Sunday, 15 August 2010

Flavour Magazine interview Alexander Jackman

Dear Readers,

We caught up with the young but wise writer, as he refreshes us with his real-life story “I AM”.Giving priceless advice for any troubled person Alexander talks family, ambitions, life, and how we can make a change from even the worst situations.

He also reveals that Michael Jackson’s messages in music have helped him like so many people. So, let’s skip any small talk and get right into it and start making that change…

Want to read more click the link below...

Friday, 5 March 2010

I AM in Gambia - Day Three

Dear Readers,

9:30am - Addaya

We are cold showered or cold bucketed for some of the others and ready to go. I was introduced to a very sweet and strong mint tea for the first time, Addaya. I have to say this is the only tea I am prepared to drink from this point on. It is a perfect morning booster.

New Discovery

In the corner of my eye a young girl is learning to jump rope for the first time. She stops prematurely and runs desperately for cover knowing all eyes were on her. It is not long before she finds the courage to return. She removes her head wrap almost embarrassed that she showed everyone her vulnerable side in the first place. Not this time however, she is determined to show us how she views her new challenge. She is quietly focused on the rotating apparatus swaying backwards and forward in rhythm, waiting for that moment to leap. The silence is unbelievable not even a car or a motorbike can be heard, we are all in awe of this moment and all willing her to do well. She leans back for the final time before disappearing into the rope's playground, the dirt from her calloused feet barely have a chance to settle on the ground before discovering that she has made it. Her efforts are applauded but more importantly she is delighted with her new discovery. If she tries she will succeed.

Why are we here?

We are going for a drive to the National Youth Centre in Basse. The market on route is vibrant, there are plenty of children steering donkey carts, chopping wood, carrying water home and repairing tyre walls for motorbikes. I wonder what part of the day will they get to play? This is the reason we are here.

The first stop on the way is breakfast.


I say Naka Subaseh (Oollof) good morning to the locals from the open back truck we are riding on. The sun is on our backs and it feels good to have the air blowing a cooling breeze onto our faces. Subonda Bengadeh (Mandinka) how is the morning? Children are running along the side of the vehicles with huge smiles shouting Toubab in unison. Toubab Toubab Toubab (pronounced tou bar). I am amused by the term and ask Souso, our driver, what they mean? He says they are calling for the attention of our white friends.

Data block:
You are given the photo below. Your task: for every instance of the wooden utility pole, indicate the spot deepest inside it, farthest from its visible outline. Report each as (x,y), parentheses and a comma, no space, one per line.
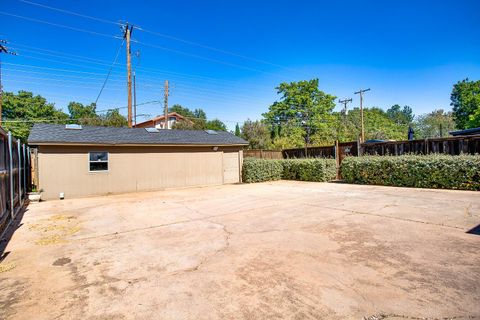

Given task: Transcribe the passage of the blog post starting at "We caught up" and ending at "the worst situations.". You won't need the material for this.

Result below:
We caught up with the young but wise writer, as he refreshes us with his real-life story “I AM”.Giving priceless advice for any troubled person Alexander talks family, ambitions, life, and how we can make a change from even the worst situations.